Point labeling data:
--- begin ---

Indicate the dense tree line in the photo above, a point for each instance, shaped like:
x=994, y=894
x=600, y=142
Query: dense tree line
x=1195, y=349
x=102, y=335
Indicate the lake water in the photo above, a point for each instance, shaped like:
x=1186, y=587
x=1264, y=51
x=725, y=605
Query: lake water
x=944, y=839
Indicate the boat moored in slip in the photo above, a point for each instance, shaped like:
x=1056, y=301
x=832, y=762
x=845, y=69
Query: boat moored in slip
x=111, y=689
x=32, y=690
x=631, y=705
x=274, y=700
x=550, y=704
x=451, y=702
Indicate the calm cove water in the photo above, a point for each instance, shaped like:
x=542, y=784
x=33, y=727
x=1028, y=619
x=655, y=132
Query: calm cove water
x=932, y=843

--- end ---

- **Stated exercise**:
Render the lines of the data above as a JSON list of strings, one string per line and omitting blank lines, covering everything from the line containing "Indicate the lake" down to the line containing "x=451, y=702", both included.

- **The reply**:
[
  "Indicate the lake water in the photo above, a point for each instance, shaped like:",
  "x=1186, y=587",
  "x=1264, y=51",
  "x=725, y=605",
  "Query: lake water",
  "x=944, y=839",
  "Indicate the boat moored in slip in the photo above, a point for each instance, shaped like:",
  "x=1056, y=301",
  "x=832, y=762",
  "x=845, y=69",
  "Query: boat moored in slip",
  "x=111, y=689",
  "x=32, y=690",
  "x=631, y=705",
  "x=274, y=700",
  "x=550, y=704",
  "x=451, y=702"
]